PROMPT » Copy the data below exactly.

DATA FOR THE TASK »
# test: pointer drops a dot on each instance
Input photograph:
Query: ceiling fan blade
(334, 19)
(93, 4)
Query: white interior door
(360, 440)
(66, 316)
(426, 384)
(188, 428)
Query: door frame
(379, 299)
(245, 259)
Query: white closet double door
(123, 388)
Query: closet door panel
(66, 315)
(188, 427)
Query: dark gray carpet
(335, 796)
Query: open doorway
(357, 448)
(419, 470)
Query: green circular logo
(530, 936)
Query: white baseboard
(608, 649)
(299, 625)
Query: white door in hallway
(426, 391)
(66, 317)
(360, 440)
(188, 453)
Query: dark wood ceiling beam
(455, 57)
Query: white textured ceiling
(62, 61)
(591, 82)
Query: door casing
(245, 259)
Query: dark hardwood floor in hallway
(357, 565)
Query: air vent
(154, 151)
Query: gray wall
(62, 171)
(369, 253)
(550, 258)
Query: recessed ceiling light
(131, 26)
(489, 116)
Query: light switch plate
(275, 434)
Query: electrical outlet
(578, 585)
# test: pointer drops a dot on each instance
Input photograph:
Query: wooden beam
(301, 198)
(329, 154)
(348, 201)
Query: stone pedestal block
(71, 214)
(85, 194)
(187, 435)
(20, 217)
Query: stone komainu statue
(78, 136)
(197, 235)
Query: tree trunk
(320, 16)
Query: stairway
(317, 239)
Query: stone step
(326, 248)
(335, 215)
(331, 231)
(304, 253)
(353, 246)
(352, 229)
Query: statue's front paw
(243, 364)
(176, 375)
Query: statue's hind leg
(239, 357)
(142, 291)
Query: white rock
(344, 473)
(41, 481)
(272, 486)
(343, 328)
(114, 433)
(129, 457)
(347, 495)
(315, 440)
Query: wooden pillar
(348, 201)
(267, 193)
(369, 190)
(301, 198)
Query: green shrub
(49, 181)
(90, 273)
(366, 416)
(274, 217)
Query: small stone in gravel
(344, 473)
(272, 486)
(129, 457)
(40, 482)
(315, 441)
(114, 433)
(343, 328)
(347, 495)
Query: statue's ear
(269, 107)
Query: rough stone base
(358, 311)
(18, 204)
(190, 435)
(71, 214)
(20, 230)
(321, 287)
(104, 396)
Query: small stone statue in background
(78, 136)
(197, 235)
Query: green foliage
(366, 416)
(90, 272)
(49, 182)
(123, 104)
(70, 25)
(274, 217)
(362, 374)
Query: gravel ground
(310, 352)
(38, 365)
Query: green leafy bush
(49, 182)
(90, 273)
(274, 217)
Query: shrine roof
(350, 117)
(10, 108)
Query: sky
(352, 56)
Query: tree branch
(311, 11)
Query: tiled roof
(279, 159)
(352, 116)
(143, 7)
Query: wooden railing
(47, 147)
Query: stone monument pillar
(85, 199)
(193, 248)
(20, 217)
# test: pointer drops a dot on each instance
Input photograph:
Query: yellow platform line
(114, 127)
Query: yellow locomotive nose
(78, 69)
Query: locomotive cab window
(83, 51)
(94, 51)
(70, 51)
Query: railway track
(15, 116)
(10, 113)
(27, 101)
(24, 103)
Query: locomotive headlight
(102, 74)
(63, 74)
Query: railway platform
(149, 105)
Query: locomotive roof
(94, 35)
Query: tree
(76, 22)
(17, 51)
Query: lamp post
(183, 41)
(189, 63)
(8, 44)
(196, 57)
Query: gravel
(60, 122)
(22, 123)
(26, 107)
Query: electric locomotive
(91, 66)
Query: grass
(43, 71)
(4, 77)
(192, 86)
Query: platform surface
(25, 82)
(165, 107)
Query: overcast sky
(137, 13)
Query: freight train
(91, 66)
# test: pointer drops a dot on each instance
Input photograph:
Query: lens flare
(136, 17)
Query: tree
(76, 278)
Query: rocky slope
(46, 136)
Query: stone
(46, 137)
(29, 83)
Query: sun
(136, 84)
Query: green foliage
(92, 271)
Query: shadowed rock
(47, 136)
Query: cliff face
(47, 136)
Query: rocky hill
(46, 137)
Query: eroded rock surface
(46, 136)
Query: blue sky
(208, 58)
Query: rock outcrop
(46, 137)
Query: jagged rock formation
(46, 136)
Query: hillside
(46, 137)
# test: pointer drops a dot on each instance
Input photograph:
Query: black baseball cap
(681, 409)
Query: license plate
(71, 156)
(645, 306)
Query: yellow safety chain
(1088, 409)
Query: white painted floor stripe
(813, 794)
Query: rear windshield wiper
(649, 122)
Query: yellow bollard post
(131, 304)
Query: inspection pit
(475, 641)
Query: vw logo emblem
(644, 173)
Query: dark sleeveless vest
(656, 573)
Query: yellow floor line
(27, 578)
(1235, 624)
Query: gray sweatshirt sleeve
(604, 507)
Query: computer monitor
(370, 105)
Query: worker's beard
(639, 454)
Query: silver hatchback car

OUTPUT »
# test: pointer drops a dot on each instance
Input photograph:
Query: ceiling fan blade
(334, 19)
(93, 4)
Query: white interior door
(360, 440)
(66, 316)
(426, 384)
(188, 428)
Query: door frame
(379, 299)
(245, 259)
Query: white closet double door
(123, 388)
Query: closet door panel
(66, 315)
(188, 427)
Query: dark gray carpet
(335, 796)
Query: open doorway
(357, 448)
(419, 470)
Query: green circular logo
(530, 936)
Query: white baseboard
(608, 649)
(299, 625)
Query: white door in hallway
(426, 391)
(66, 317)
(360, 440)
(188, 453)
Query: dark wood ceiling beam
(455, 57)
Query: white textured ceiling
(62, 61)
(591, 82)
Query: door casing
(245, 259)
Query: dark hardwood floor in hallway
(357, 565)
Query: air vent
(154, 151)
Query: gray wall
(62, 171)
(369, 253)
(550, 258)
Query: recessed ceiling light
(131, 26)
(489, 116)
Query: light switch plate
(275, 434)
Query: electrical outlet
(578, 585)
# test: pointer drops a dot on each instance
Input photograph:
Query: wooden beam
(301, 198)
(329, 154)
(348, 201)
Query: stone pedestal block
(71, 214)
(85, 194)
(187, 435)
(20, 217)
Query: stone komainu statue
(78, 136)
(197, 235)
Query: tree trunk
(320, 16)
Query: stairway
(317, 239)
Query: stone step
(326, 248)
(335, 215)
(331, 231)
(304, 253)
(353, 246)
(352, 229)
Query: statue's front paw
(243, 364)
(176, 375)
Query: statue's hind leg
(239, 357)
(142, 291)
Query: white rock
(344, 473)
(41, 481)
(272, 486)
(343, 328)
(114, 433)
(129, 457)
(347, 495)
(315, 440)
Query: wooden pillar
(348, 201)
(267, 193)
(369, 190)
(301, 198)
Query: green shrub
(49, 181)
(90, 273)
(366, 416)
(274, 217)
Query: small stone in gravel
(344, 473)
(272, 486)
(129, 457)
(40, 482)
(315, 441)
(114, 433)
(343, 328)
(347, 495)
Query: statue's ear
(269, 107)
Query: rough stone base
(358, 311)
(18, 204)
(190, 435)
(71, 214)
(20, 230)
(321, 287)
(104, 396)
Query: small stone statue in background
(78, 136)
(197, 235)
Query: green foliage
(366, 416)
(90, 272)
(49, 182)
(123, 104)
(70, 25)
(274, 217)
(362, 374)
Query: gravel ground
(310, 352)
(38, 365)
Query: green leafy bush
(49, 182)
(90, 273)
(274, 217)
Query: shrine roof
(350, 117)
(10, 108)
Query: sky
(352, 56)
Query: tree branch
(311, 11)
Query: tiled roof
(279, 159)
(352, 116)
(143, 7)
Query: wooden railing
(47, 147)
Query: stone monument pillar
(85, 199)
(193, 248)
(20, 217)
# test: pointer drops a dot on each instance
Input photograph:
Query: yellow platform line
(114, 127)
Query: yellow locomotive nose
(78, 69)
Query: locomotive cab window
(83, 51)
(94, 51)
(70, 51)
Query: railway track
(15, 116)
(10, 113)
(27, 101)
(24, 103)
Query: locomotive headlight
(102, 74)
(63, 74)
Query: railway platform
(149, 105)
Query: locomotive roof
(94, 35)
Query: tree
(76, 22)
(17, 51)
Query: lamp post
(183, 41)
(189, 63)
(8, 44)
(196, 57)
Query: gravel
(60, 122)
(22, 123)
(26, 107)
Query: electric locomotive
(91, 66)
Query: grass
(43, 71)
(4, 77)
(192, 86)
Query: platform surface
(25, 82)
(165, 107)
Query: overcast sky
(137, 13)
Query: freight train
(91, 66)
# test: pointer drops a dot on each instance
Input photograph:
Query: lens flare
(136, 17)
Query: tree
(76, 278)
Query: rocky slope
(46, 136)
Query: stone
(46, 137)
(29, 83)
Query: sun
(136, 84)
Query: green foliage
(92, 271)
Query: shadowed rock
(47, 136)
Query: cliff face
(47, 136)
Query: rocky hill
(46, 137)
Query: eroded rock surface
(46, 136)
Query: blue sky
(208, 58)
Query: rock outcrop
(46, 137)
Query: jagged rock formation
(46, 136)
Query: hillside
(46, 137)
# test: pointer drops a dot on each instance
Input photograph:
Query: black baseball cap
(681, 409)
Query: license plate
(71, 156)
(645, 306)
Query: yellow safety chain
(1088, 409)
Query: white painted floor stripe
(813, 794)
Query: rear windshield wiper
(649, 122)
Query: yellow bollard post
(131, 304)
Query: inspection pit
(475, 641)
Query: vw logo emblem
(644, 173)
Query: dark sleeveless vest
(656, 573)
Query: yellow floor line
(27, 578)
(1235, 624)
Query: gray sweatshirt sleeve
(604, 507)
Query: computer monitor
(370, 105)
Query: worker's beard
(639, 454)
Query: silver hatchback car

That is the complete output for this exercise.